▶ _Task goal_:
Reproduce exactly the lines from the one containing "and white checkered" through the last line of the data, both ends included.

(Stored records)
>> start
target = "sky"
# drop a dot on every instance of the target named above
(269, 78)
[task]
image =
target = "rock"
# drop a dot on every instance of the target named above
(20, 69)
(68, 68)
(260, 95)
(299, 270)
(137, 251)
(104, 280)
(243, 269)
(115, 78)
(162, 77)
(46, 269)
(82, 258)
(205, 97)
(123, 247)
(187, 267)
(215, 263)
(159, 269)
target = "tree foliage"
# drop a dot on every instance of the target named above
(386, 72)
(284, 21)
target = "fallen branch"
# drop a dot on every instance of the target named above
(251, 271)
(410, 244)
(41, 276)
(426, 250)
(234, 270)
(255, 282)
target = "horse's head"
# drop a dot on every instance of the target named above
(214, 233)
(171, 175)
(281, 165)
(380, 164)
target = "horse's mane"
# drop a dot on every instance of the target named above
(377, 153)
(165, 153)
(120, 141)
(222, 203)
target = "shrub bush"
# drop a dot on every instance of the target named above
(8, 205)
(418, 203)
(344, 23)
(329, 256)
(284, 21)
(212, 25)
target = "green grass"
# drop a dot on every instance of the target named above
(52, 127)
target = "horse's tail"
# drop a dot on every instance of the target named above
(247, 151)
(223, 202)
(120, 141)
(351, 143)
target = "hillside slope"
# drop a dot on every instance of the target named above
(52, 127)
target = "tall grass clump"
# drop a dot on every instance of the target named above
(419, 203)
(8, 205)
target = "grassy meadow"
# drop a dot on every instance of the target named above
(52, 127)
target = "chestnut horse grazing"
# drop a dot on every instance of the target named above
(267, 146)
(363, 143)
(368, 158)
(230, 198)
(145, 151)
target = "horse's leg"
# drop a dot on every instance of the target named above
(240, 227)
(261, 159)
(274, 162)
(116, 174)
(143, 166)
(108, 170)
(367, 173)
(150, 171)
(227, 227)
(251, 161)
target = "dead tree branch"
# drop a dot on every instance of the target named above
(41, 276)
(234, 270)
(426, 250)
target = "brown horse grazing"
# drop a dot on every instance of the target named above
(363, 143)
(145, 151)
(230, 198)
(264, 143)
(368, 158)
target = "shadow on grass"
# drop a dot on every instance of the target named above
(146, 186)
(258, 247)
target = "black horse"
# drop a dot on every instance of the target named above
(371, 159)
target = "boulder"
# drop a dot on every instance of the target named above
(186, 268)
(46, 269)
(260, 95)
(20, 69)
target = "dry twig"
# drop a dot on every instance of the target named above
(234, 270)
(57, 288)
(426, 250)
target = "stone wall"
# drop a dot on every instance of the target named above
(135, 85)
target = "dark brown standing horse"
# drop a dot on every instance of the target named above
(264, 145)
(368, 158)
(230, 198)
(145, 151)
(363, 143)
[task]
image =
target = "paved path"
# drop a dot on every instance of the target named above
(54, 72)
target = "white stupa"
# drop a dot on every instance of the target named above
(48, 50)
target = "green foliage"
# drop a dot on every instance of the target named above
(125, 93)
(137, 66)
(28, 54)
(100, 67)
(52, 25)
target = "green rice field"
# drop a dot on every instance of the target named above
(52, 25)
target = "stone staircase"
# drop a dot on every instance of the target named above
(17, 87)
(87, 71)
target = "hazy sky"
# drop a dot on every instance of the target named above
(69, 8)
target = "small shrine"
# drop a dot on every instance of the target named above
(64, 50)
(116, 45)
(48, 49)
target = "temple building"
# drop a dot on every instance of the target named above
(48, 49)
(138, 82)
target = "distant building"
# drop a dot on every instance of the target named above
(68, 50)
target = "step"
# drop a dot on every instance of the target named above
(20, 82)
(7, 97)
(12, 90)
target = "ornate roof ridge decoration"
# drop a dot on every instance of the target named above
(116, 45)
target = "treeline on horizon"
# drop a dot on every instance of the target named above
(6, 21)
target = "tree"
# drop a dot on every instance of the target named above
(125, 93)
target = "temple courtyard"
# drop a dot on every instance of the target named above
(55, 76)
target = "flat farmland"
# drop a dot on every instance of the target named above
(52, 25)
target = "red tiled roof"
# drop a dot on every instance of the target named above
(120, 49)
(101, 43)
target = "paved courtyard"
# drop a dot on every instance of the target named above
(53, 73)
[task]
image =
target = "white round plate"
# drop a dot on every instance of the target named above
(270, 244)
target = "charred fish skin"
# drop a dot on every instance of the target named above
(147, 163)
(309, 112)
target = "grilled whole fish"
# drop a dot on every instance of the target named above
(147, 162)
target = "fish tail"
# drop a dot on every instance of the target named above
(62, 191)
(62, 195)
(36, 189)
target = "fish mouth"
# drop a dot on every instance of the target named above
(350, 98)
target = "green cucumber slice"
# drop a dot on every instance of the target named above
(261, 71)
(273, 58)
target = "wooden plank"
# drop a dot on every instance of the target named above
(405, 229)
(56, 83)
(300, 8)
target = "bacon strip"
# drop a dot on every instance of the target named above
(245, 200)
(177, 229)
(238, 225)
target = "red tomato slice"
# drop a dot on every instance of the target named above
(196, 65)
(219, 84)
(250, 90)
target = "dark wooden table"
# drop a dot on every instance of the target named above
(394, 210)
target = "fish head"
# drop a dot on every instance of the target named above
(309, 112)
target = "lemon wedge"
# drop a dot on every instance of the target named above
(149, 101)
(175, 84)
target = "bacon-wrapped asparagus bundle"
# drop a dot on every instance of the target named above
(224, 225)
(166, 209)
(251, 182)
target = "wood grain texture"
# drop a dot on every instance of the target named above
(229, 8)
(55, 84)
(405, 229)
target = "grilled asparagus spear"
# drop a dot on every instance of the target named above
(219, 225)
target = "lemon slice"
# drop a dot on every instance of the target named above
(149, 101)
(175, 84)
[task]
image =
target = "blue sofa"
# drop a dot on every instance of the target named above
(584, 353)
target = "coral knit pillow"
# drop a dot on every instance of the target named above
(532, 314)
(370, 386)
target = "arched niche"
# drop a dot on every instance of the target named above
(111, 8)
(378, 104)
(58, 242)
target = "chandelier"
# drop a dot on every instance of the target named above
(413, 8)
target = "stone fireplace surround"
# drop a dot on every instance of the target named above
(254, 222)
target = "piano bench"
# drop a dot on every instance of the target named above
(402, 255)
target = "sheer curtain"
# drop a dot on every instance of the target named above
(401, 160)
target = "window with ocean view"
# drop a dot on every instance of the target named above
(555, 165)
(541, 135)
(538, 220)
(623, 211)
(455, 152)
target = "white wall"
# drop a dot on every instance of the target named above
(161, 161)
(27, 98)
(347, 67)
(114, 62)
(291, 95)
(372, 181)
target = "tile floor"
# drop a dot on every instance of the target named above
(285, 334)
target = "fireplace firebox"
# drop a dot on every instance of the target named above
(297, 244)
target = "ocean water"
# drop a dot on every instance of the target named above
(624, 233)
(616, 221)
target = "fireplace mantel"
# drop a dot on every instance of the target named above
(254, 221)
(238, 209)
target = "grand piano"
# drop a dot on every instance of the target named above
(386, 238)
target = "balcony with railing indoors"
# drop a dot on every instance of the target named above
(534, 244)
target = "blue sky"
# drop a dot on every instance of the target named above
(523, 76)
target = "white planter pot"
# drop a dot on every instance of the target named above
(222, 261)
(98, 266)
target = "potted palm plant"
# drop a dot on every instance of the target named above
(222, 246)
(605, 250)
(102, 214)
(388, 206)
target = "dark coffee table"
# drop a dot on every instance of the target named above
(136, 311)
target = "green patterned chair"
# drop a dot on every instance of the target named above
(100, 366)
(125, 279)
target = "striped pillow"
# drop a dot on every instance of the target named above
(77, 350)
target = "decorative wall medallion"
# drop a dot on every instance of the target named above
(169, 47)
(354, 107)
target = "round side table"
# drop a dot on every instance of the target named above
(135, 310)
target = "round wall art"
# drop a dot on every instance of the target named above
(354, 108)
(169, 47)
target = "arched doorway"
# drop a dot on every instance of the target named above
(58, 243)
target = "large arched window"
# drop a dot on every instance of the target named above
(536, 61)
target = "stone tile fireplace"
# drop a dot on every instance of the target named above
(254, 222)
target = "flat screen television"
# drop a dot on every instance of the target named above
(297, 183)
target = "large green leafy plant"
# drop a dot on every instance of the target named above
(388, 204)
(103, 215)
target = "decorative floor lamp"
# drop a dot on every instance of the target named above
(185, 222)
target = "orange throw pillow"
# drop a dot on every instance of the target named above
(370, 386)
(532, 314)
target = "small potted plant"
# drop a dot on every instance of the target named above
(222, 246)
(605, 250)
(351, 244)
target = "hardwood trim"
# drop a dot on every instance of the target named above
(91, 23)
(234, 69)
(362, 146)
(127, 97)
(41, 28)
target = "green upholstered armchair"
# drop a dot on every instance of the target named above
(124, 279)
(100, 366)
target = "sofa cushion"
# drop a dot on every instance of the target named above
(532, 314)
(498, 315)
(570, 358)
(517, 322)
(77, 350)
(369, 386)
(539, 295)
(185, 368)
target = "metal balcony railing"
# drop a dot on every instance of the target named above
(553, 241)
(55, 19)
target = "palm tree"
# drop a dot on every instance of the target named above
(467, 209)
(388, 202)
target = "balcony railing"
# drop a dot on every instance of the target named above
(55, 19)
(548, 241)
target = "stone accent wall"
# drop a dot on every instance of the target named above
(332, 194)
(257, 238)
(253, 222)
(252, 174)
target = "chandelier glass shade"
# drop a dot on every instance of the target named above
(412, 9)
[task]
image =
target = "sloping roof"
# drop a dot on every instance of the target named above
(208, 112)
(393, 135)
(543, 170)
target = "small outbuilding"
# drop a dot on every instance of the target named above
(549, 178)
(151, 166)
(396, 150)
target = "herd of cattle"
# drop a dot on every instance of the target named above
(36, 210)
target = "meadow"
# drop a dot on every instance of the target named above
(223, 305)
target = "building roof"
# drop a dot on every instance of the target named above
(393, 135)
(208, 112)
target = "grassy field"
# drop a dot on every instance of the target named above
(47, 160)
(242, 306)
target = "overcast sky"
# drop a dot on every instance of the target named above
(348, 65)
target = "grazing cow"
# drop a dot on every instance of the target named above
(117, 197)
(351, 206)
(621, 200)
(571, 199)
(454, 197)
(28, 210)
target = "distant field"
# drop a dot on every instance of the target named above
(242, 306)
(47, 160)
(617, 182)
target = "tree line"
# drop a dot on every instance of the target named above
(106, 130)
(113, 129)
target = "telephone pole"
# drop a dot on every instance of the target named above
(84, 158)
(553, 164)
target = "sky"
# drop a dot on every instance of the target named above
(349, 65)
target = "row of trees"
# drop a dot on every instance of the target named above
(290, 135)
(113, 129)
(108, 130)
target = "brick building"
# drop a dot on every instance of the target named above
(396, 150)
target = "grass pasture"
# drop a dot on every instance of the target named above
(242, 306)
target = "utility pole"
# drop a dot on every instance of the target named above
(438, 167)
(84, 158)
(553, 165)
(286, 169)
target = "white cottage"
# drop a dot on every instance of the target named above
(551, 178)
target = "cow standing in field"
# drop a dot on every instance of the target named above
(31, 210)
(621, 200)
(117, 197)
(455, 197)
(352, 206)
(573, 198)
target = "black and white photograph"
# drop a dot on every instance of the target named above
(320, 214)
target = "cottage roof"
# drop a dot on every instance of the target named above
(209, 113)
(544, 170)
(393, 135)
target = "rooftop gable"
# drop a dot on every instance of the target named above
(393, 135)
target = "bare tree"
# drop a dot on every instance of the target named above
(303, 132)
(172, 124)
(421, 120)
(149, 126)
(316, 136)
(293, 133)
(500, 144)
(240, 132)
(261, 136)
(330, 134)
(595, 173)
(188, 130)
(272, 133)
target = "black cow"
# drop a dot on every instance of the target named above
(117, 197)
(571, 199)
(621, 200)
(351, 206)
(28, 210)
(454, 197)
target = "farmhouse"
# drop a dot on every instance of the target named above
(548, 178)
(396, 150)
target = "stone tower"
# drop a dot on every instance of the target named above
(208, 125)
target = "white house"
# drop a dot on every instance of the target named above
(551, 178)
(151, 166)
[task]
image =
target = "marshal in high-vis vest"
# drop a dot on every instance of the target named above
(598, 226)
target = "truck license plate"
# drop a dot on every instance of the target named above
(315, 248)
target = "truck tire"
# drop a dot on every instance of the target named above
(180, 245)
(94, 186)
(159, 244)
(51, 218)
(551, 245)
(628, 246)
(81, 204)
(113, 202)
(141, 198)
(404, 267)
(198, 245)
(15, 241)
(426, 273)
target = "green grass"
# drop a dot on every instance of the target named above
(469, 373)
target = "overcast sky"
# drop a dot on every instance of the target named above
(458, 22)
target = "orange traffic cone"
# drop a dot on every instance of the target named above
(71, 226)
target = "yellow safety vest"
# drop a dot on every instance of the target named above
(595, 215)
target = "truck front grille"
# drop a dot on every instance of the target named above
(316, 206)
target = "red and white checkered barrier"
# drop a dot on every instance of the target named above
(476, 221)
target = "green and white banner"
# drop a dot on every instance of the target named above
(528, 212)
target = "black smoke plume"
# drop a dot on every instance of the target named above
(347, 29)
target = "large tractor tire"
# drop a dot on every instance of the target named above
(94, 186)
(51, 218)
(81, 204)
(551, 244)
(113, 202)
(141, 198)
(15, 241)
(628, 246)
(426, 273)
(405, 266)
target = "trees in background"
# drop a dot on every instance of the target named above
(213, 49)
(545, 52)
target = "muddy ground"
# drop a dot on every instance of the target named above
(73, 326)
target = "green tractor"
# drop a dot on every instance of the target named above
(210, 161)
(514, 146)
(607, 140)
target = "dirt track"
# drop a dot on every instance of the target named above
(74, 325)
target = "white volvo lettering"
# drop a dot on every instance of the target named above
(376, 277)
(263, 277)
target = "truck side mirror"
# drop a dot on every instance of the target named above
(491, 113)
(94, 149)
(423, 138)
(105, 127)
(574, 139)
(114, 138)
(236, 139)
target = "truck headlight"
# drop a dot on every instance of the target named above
>> end
▶ _Correct answer_:
target = "red and white checkered barrier"
# drop a dot on every instance of the target named above
(476, 221)
target = "green and white banner"
# drop a dot on every instance of the target named above
(528, 212)
target = "black smoke plume"
# drop a dot on every instance of the target named above
(347, 29)
target = "large tractor tire"
# drop a dot on every instance of the target named above
(94, 186)
(51, 218)
(81, 204)
(551, 244)
(113, 202)
(141, 198)
(15, 241)
(628, 246)
(426, 273)
(405, 266)
target = "trees in background"
# drop a dot on every instance of the target named above
(213, 49)
(545, 52)
target = "muddy ground"
# drop a dot on every instance of the target named above
(73, 326)
target = "green tractor"
# drop a dot on every instance of the target named above
(210, 161)
(514, 146)
(607, 140)
target = "dirt track"
# drop a dot on every instance of the target named above
(74, 325)
target = "white volvo lettering"
# drop a dot on every instance of the target named above
(376, 277)
(263, 277)
target = "truck side mirror"
# drop a dot on every instance of the target named above
(491, 113)
(94, 149)
(423, 138)
(105, 127)
(574, 139)
(114, 138)
(236, 139)
target = "truck headlight"
# drop a dot on every instance of the target named above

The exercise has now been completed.